■ **Assignment**
Task for the records below: please retype exactly and only the lines from the first through the one with "of the vertical", with every picture omitted.

Content starts

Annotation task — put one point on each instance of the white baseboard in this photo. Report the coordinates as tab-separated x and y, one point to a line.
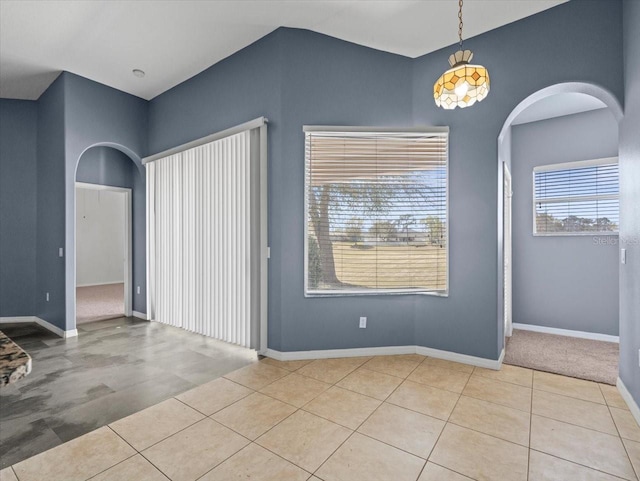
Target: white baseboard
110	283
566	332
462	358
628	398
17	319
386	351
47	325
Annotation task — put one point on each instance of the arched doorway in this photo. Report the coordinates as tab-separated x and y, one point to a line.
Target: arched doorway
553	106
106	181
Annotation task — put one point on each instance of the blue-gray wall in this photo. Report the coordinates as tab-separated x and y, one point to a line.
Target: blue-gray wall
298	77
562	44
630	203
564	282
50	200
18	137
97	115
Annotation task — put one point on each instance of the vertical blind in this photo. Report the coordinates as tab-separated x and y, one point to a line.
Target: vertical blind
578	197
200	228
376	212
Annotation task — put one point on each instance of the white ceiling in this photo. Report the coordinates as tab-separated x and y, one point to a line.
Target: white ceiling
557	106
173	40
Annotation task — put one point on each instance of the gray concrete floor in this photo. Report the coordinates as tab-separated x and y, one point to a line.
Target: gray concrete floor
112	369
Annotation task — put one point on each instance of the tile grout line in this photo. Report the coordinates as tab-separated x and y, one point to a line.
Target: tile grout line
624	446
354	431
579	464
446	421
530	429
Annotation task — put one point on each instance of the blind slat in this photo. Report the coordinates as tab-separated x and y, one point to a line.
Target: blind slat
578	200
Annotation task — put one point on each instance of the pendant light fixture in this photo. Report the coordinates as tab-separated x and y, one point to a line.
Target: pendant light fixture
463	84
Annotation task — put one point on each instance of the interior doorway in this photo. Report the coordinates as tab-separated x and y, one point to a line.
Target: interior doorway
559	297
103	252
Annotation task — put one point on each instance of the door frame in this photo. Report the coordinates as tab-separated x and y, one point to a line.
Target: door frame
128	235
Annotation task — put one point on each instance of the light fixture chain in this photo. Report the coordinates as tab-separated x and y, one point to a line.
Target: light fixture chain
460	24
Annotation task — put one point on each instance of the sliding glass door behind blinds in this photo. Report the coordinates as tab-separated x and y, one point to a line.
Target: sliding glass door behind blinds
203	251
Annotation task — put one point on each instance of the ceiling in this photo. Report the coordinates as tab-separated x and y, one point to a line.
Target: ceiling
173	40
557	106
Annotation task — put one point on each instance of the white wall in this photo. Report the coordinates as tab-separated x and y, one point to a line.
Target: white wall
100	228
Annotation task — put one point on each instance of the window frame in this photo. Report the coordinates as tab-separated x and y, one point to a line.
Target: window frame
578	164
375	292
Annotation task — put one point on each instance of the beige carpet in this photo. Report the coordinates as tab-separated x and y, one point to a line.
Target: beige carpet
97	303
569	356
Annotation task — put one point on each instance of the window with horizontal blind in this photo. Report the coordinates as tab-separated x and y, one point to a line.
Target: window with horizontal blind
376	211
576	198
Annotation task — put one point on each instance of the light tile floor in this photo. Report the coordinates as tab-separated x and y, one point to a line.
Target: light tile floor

Content ends

■ **Expected answer**
Annotation task — put one point on each instance of the white baseboard in this photo. Report the coordinates as tab-separated x and y, one point to a line.
Target: white baseboard
110	283
566	332
462	358
628	398
17	319
386	351
47	325
Annotation task — put one point on each instance of the arched doorway in this photo. Report the coordinates as tab-separated x and y, one point to a line.
Target: arched doorway
553	106
106	181
Annotation task — put one point on each instance of the blue-gray wall in this photo. Report the coordinates as tab-separated x and y, one point to a line.
Target: blue-gray wall
298	77
562	44
630	203
564	282
50	200
18	137
97	115
Annotation task — put one point on each instance of the vertical blind in this photo. Report the coordinates as tab-separated x and y, one point to a line.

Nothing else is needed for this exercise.